*WHAT TO DO*. Go through the data below and return each line that contains the word "reed", copying every such line in full.

##############################

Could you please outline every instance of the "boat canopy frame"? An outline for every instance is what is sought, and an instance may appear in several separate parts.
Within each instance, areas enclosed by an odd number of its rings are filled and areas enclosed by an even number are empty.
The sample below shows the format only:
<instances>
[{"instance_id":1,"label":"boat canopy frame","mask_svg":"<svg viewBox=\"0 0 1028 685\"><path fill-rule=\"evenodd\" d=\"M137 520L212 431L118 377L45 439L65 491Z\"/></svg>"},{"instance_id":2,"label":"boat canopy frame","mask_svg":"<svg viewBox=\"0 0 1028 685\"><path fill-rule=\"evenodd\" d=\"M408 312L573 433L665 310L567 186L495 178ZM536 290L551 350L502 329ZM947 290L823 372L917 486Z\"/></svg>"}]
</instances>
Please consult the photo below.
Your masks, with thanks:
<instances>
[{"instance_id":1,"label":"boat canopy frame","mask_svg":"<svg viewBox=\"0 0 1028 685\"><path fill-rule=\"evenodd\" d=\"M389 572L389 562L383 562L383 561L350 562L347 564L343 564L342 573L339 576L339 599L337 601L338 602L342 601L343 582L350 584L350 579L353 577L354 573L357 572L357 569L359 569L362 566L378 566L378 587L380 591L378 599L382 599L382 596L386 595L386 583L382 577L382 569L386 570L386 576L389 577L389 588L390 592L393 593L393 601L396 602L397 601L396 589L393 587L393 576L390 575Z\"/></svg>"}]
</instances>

##############################

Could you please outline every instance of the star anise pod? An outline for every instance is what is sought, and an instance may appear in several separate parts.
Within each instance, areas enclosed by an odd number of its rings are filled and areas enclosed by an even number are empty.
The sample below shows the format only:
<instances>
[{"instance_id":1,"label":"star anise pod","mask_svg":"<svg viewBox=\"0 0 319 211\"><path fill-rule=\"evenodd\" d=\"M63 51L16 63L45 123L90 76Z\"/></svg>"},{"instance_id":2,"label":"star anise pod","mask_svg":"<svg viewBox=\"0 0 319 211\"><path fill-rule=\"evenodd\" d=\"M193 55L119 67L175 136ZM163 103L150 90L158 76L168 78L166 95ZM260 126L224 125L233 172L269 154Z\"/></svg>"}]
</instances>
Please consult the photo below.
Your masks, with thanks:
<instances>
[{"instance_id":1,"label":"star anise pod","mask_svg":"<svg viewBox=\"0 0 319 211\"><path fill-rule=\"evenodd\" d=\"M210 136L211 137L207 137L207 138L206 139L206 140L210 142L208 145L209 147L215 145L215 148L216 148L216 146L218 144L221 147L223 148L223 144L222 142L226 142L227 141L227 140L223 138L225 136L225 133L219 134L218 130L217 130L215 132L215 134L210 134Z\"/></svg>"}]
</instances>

##############################

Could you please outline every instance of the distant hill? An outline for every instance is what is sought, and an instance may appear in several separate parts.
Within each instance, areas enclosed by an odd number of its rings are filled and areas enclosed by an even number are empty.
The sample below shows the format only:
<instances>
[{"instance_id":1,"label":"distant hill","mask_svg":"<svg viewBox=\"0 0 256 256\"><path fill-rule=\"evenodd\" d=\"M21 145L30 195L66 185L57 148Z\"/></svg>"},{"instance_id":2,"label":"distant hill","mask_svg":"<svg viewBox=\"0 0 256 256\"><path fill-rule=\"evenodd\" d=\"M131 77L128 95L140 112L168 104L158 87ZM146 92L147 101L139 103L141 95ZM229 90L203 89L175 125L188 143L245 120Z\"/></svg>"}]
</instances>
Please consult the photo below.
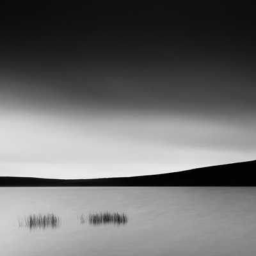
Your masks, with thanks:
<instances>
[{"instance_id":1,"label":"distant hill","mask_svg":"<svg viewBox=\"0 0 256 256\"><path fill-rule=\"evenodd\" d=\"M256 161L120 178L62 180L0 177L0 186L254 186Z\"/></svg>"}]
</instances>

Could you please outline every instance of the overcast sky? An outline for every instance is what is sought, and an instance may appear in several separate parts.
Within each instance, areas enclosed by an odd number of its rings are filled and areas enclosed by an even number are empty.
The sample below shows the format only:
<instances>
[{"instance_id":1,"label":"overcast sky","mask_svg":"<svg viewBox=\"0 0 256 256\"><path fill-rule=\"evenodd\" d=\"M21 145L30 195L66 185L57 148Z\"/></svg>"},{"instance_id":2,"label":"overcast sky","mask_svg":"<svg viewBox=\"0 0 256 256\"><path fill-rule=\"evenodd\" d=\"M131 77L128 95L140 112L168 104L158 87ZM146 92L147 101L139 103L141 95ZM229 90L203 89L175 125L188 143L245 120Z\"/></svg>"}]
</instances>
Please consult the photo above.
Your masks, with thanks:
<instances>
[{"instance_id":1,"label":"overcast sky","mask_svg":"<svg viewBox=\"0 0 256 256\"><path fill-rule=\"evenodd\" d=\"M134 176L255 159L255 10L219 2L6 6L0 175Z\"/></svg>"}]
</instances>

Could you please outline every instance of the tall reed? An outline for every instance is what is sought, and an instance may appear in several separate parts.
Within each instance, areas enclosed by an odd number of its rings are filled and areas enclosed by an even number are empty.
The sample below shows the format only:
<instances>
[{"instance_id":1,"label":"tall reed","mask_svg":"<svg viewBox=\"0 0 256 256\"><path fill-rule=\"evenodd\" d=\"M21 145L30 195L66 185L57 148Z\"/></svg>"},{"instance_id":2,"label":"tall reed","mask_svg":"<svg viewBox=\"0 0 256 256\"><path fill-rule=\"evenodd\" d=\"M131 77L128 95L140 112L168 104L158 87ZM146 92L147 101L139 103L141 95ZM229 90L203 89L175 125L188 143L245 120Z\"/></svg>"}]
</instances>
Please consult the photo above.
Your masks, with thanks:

##############################

*WORKED ANSWER*.
Could you please outline every instance of the tall reed? An outline for every instance is what is sought, and an instance may appear in several separate parts.
[{"instance_id":1,"label":"tall reed","mask_svg":"<svg viewBox=\"0 0 256 256\"><path fill-rule=\"evenodd\" d=\"M21 145L30 195L66 185L57 148Z\"/></svg>"},{"instance_id":2,"label":"tall reed","mask_svg":"<svg viewBox=\"0 0 256 256\"><path fill-rule=\"evenodd\" d=\"M131 77L128 95L140 112L168 104L158 87ZM146 92L147 101L139 103L141 95ZM229 90L203 89L175 125L188 143L245 120Z\"/></svg>"}]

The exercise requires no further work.